*Aim of the exercise*
In the sailing blog excerpt below, what is the name of the tiny houseboat design shown in most of Roy Schreyer's YouTube videos?

*Selected excerpt*
Friday, February 16, 2018

Crow 16

I love small sailboats, specially ones where you can camp cruise.

Crow 16

One guy that has been designing and building his own boats, Roy Schreyer of has designed and build several boats.

Roy does live fairly close by here (Alliston, I believe), I hope to one day cross wake and meet him and his boats.

No, that I have anytime to build a boat, but his Crow 16 catched my eye. Beach cruiser, with quite a bit of internal space (including a queen bunk - I kid you not), stable, can be sailed from the cabin Nice. And it is a Scow, I really like these type of designs. These designs are making a comeback in smaller boats now.

Also check out his YouTube channel, many interesting videos, mostly of his tiny innovative houseboat design called Rose.


Tuesday, February 13, 2018

Advice for sailing YOLO

For the not aware, YOLO stands for You Only Live Once. This is generally associated with people accomplishing their bucket lists, quitting a bad job or marriage for accomplishing something they've always wanted to do.

First of all, I am the first one that envies the life of people living an Alternative lifestyle. Either giving up everything to go Sailing, Vanning, Biking, etc. God knows my YouTube subscriptions and blogs that I follow are full of people living it up, such as Sailing La Vagabonde, RAN Sailing, Hasta Alaska (aka Kombi Life), etc.

I almost did that myself, but....responsibilities and making sure I will retire with decent means, held those plans in check. I did, however, compromise by moving out of the city to live by the water with access to boating and fishing year round (not boating, but yes fishing). I have definitely improved my quality of life, not beating traffic and living in nature and on the water, plus having a great community all around.

So, a pet peeve of mine is definitely when someone seems to throw everything to the wind (literally and figuratively).  The following two recent cases show what the dark side of YOLO can be:

Case 1 (detailed article here, which is spread all over facebook).

Nikki Walsh and Tanner Broadwell bought at $5,000 1969 Columbia 28-foot sailboat to sail around the world. Their trip lasted 2 days. In the end the boat sunk to the bottom of the ocean. They departed Tarpon Springs, Florida. By 9PM on Wednesday, February 7, 2018, their boat was at the bottom of the sea. They were able to save their dog, a dinghy, and their IDs before abandoning ship to a SeaTow.
Case 2

This one pains me, as I know the couple. Mike and Rebecca Sweeney of ZeroToCruising, perhaps they should rename their blog CruisingToZero (bad joke, I know).

*Stored data*
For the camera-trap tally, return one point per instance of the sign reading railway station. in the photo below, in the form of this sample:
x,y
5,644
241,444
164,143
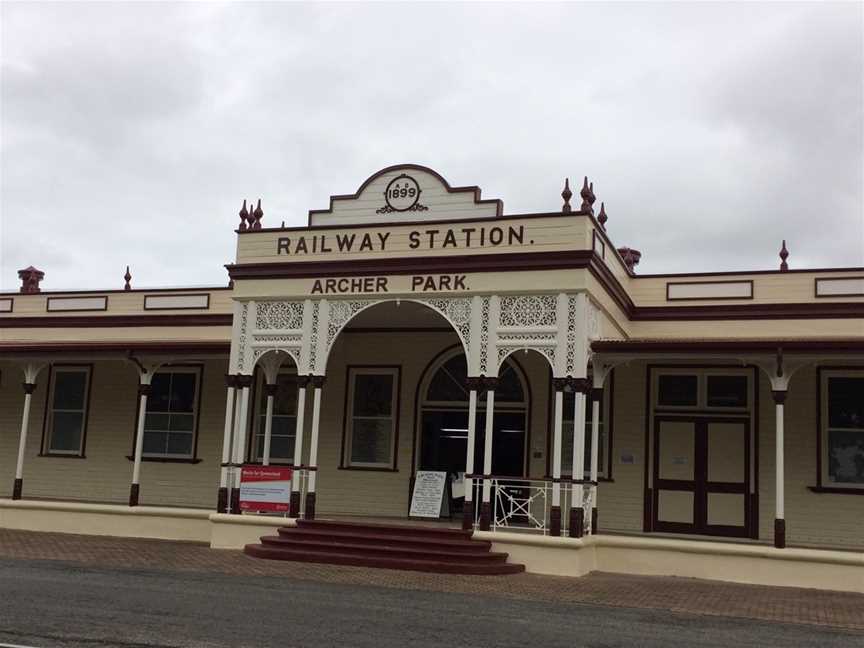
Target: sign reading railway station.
x,y
265,488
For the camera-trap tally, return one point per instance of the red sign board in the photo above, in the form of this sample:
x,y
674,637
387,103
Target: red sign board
x,y
265,488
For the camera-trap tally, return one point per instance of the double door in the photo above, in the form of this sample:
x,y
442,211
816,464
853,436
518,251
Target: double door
x,y
702,470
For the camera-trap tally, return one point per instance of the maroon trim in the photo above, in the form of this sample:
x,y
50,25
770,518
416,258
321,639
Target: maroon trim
x,y
45,442
201,294
415,264
74,310
702,283
836,491
114,347
100,321
707,346
344,462
731,273
200,388
555,520
99,293
816,287
820,488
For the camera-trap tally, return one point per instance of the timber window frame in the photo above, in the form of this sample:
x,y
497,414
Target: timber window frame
x,y
194,411
825,472
350,442
53,413
255,450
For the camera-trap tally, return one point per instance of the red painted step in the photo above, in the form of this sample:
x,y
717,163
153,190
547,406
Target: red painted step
x,y
440,567
374,538
418,548
393,550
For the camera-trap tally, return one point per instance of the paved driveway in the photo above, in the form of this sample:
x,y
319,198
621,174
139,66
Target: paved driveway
x,y
62,590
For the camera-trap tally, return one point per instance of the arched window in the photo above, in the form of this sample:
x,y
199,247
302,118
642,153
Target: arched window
x,y
447,385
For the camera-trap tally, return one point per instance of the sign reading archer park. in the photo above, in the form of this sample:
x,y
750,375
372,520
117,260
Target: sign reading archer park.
x,y
265,488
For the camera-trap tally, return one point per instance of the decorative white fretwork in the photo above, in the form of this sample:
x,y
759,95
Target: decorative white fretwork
x,y
527,311
242,338
279,315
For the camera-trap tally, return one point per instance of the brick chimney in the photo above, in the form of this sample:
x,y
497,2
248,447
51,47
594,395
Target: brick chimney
x,y
631,257
30,278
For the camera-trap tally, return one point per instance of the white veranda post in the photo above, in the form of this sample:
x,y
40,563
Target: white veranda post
x,y
577,468
596,399
222,501
485,506
146,377
294,508
555,512
468,512
244,384
317,383
30,373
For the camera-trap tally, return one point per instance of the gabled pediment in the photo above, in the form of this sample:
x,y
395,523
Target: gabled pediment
x,y
406,193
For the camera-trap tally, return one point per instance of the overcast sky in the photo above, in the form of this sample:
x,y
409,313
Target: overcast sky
x,y
131,132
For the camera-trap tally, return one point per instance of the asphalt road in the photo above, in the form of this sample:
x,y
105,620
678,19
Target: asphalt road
x,y
48,604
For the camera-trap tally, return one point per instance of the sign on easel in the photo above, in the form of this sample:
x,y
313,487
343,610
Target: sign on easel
x,y
428,494
265,488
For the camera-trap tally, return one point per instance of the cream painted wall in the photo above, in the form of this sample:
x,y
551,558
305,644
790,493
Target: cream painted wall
x,y
104,476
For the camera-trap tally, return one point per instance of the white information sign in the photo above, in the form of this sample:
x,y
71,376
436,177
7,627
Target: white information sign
x,y
428,493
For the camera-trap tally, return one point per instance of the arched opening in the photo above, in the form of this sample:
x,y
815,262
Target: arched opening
x,y
275,367
443,418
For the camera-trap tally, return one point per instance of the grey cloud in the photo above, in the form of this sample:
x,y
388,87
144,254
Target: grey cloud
x,y
131,132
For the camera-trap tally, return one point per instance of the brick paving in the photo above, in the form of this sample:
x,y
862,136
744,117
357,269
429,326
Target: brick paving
x,y
682,595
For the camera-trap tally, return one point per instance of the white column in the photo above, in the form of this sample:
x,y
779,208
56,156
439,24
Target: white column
x,y
779,484
270,390
143,391
17,489
244,383
222,502
577,517
485,510
597,397
317,383
468,513
555,513
298,446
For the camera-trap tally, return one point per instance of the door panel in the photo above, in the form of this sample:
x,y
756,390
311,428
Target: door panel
x,y
675,506
726,509
701,476
677,450
726,452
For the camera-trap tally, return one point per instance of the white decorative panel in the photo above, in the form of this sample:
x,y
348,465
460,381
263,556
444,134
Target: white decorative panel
x,y
709,290
77,303
170,302
845,287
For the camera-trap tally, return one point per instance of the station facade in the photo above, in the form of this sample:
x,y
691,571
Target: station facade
x,y
413,325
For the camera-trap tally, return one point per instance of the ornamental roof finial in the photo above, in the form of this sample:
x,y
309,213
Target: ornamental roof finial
x,y
602,217
257,214
784,254
587,194
566,195
244,215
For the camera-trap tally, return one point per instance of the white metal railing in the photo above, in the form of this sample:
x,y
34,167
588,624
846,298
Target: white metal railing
x,y
526,504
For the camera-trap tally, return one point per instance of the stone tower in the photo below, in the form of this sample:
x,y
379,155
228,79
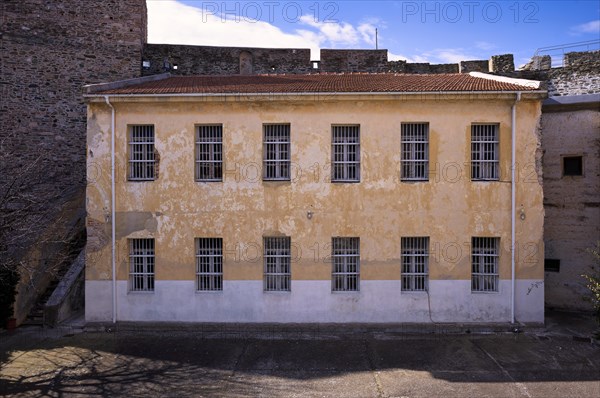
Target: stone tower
x,y
50,49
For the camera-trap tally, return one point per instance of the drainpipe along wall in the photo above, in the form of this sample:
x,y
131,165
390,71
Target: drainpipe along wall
x,y
113,210
513,192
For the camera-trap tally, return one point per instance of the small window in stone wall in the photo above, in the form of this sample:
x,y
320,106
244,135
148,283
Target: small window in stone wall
x,y
551,265
572,165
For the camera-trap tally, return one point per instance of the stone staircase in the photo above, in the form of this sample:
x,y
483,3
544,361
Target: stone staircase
x,y
36,314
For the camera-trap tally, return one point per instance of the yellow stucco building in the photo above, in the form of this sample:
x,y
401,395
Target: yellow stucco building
x,y
315,198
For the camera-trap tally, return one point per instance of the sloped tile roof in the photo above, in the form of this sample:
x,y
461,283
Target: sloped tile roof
x,y
320,83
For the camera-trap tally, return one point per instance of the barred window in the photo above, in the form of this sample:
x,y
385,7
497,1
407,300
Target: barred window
x,y
485,253
142,161
276,152
141,265
345,149
415,151
415,263
345,254
276,257
209,153
484,152
209,264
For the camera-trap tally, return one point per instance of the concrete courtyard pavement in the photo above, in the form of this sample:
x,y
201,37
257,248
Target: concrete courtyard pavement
x,y
186,362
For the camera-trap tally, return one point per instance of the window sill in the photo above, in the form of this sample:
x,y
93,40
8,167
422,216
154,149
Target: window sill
x,y
478,292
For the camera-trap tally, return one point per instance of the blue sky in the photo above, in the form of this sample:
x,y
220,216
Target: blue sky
x,y
419,31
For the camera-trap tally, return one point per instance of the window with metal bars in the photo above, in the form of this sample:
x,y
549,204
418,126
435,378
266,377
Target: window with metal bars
x,y
209,264
415,263
484,152
209,153
345,254
142,160
484,256
141,265
277,257
415,151
276,152
345,147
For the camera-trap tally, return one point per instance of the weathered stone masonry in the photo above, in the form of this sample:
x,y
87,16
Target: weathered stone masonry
x,y
49,50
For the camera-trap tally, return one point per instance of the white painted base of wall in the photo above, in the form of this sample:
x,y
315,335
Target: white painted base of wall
x,y
313,301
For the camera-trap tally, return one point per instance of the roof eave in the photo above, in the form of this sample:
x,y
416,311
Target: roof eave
x,y
526,94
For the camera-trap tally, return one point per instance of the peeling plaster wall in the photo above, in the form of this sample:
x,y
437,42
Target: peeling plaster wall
x,y
572,204
450,209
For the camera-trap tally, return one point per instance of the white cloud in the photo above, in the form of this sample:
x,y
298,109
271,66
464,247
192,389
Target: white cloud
x,y
444,56
396,57
171,22
484,45
588,27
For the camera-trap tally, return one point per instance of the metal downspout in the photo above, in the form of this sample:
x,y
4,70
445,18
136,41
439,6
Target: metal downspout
x,y
113,210
513,192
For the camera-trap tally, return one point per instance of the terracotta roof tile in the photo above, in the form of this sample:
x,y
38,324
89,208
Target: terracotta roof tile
x,y
319,83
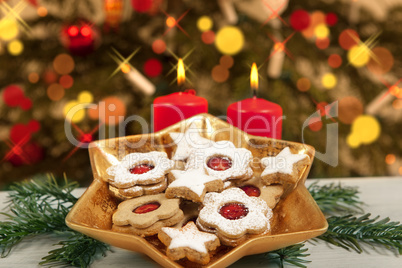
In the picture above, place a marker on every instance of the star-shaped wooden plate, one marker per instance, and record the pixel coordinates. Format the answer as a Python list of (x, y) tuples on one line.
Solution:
[(296, 217)]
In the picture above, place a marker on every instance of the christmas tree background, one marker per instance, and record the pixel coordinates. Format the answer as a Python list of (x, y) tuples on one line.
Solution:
[(57, 54)]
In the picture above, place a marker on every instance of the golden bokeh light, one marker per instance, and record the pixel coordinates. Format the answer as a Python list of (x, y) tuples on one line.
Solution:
[(303, 84)]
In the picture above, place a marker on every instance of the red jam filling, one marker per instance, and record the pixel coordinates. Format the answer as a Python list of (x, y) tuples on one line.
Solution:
[(251, 190), (141, 169), (147, 208), (219, 163), (233, 211)]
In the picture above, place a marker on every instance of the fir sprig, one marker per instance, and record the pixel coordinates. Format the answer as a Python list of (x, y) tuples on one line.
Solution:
[(349, 232), (335, 198), (291, 255), (77, 250), (40, 207)]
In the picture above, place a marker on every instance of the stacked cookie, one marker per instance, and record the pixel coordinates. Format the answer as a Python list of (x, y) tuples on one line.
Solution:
[(213, 199)]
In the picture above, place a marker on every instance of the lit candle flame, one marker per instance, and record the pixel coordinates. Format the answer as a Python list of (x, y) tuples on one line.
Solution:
[(254, 77), (181, 75)]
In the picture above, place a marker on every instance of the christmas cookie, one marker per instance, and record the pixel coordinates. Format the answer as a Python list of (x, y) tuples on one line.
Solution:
[(283, 169), (139, 190), (188, 242), (140, 169), (233, 214), (222, 160), (192, 185), (187, 142), (271, 194), (145, 215)]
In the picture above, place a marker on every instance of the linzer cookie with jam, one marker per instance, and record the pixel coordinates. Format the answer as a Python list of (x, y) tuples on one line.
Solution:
[(233, 215), (283, 169), (146, 215), (139, 174)]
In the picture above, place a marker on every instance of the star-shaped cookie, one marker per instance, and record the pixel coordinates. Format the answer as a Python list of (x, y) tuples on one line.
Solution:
[(188, 242), (188, 141), (192, 184), (283, 169)]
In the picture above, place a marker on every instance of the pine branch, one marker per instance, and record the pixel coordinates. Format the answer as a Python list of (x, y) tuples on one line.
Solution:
[(334, 198), (78, 250), (40, 207), (290, 255), (349, 232)]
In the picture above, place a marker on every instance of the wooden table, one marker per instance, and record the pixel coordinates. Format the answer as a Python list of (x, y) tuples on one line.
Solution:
[(382, 196)]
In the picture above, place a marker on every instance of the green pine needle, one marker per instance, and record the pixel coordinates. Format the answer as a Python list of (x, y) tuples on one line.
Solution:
[(334, 198), (40, 207), (291, 255), (349, 232)]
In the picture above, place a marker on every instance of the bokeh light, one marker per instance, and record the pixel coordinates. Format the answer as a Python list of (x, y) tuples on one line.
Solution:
[(331, 19), (348, 38), (299, 20), (152, 67), (8, 29), (63, 64), (334, 61), (322, 43), (110, 110), (85, 97), (329, 80), (141, 6), (15, 47), (66, 81), (219, 73), (349, 108), (381, 61), (204, 23), (55, 92), (42, 11), (390, 159), (316, 18), (229, 40), (365, 130), (33, 77), (397, 104), (359, 55), (125, 68), (208, 37), (321, 31), (226, 61), (159, 46), (315, 124), (170, 22), (303, 84)]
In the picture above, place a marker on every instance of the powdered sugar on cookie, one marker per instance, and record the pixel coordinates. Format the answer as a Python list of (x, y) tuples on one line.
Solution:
[(282, 163), (123, 178)]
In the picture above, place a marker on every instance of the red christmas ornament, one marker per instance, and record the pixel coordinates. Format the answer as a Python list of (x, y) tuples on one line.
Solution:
[(152, 67), (331, 19), (300, 20), (113, 13), (141, 6), (27, 154), (80, 39)]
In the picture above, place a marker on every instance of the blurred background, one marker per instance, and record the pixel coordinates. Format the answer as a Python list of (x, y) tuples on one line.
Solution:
[(312, 55)]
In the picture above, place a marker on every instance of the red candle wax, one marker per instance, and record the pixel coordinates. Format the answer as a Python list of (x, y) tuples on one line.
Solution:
[(176, 107), (257, 117)]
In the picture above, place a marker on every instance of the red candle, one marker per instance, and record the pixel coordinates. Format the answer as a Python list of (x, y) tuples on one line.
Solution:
[(256, 116), (178, 106)]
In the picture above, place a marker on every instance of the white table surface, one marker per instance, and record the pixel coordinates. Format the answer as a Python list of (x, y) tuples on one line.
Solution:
[(382, 196)]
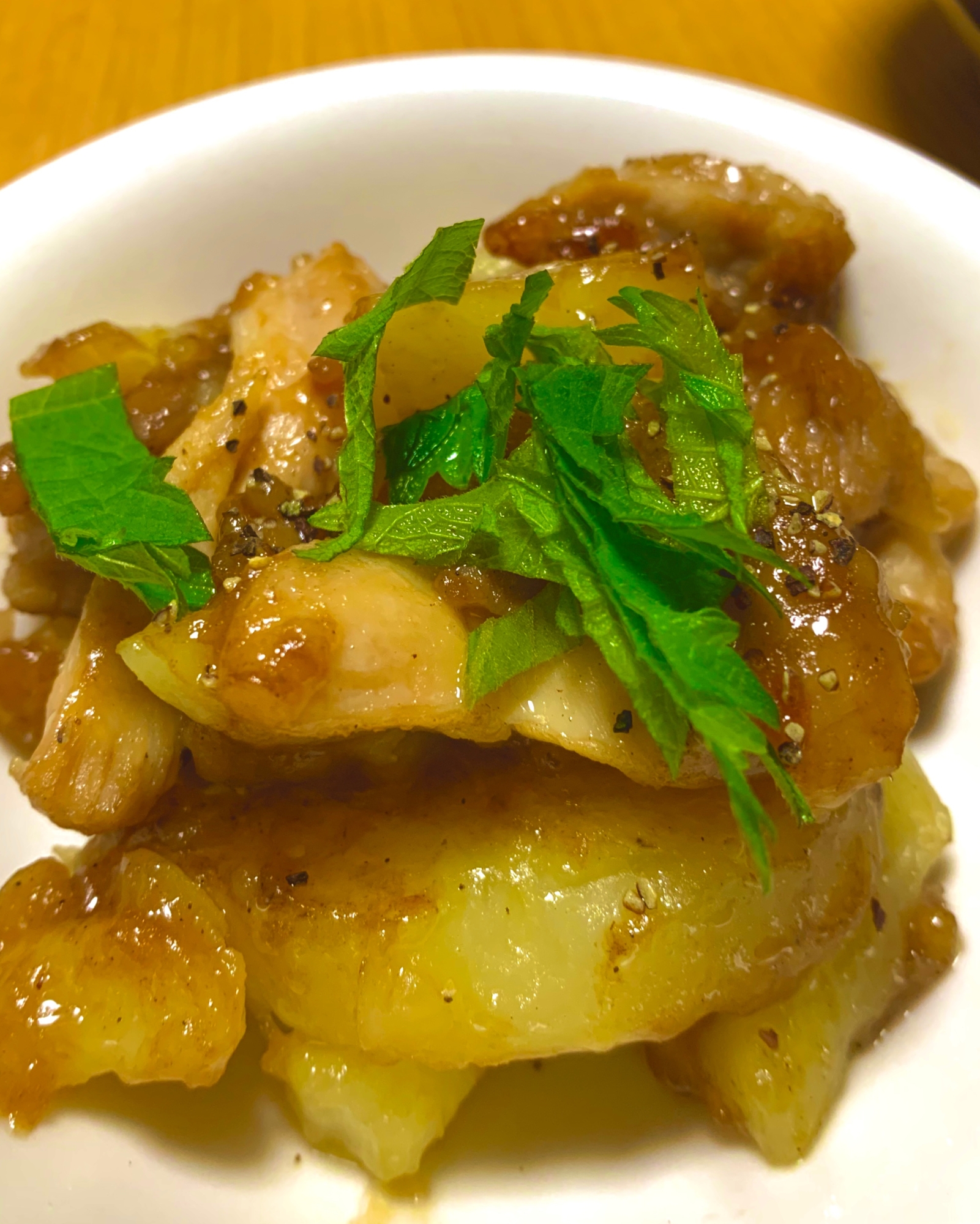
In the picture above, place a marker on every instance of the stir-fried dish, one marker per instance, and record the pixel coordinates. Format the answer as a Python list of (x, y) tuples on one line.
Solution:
[(512, 660)]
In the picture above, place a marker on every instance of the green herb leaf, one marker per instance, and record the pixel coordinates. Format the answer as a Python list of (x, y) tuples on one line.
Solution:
[(567, 347), (708, 427), (641, 573), (462, 440), (505, 647), (439, 275), (103, 496)]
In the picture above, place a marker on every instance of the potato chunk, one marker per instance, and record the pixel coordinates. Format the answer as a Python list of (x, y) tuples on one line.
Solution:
[(301, 653), (452, 921), (110, 746), (385, 1114), (777, 1073), (123, 968)]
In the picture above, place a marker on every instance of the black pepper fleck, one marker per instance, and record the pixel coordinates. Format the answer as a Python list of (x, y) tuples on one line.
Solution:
[(765, 537), (741, 599)]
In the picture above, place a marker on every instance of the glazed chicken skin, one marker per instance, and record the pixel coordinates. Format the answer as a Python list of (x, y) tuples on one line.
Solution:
[(290, 657), (293, 799)]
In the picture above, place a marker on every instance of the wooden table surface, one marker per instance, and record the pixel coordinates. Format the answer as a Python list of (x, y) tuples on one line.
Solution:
[(72, 69)]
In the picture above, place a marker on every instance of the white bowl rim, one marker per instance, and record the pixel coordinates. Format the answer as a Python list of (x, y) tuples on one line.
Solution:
[(103, 166)]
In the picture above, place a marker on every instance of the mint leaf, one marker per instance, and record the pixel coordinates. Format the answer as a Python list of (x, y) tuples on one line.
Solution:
[(567, 347), (438, 275), (103, 496), (505, 647), (454, 441), (708, 425), (462, 440)]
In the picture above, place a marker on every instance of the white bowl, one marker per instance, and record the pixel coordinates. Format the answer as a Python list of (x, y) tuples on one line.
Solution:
[(159, 222)]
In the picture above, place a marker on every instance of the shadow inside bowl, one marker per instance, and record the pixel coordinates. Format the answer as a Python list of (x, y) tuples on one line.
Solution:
[(933, 85)]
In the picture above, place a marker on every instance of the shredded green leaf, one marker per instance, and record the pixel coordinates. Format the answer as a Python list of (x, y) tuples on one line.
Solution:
[(439, 275), (708, 425), (103, 496), (465, 439), (646, 573), (505, 647)]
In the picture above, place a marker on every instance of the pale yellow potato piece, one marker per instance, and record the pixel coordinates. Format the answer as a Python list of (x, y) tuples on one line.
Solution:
[(433, 351), (110, 746), (124, 968), (777, 1073), (305, 652), (512, 904), (385, 1114)]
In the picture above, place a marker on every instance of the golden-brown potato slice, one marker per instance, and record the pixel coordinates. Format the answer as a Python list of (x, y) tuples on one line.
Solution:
[(777, 1073), (385, 1114), (110, 746), (123, 968), (511, 904)]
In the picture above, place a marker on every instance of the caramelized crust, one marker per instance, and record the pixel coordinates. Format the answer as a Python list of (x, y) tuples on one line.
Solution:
[(829, 657), (451, 917), (837, 428), (122, 969), (762, 237)]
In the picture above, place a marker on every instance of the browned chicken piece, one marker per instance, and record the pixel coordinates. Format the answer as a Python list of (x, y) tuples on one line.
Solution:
[(838, 430), (762, 237), (280, 412), (452, 917), (298, 653), (123, 969), (29, 666), (834, 427), (829, 657), (165, 374), (110, 746), (918, 573)]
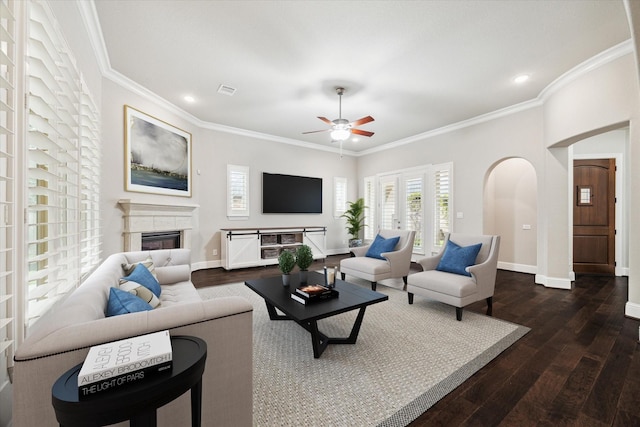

*Answer below*
Rose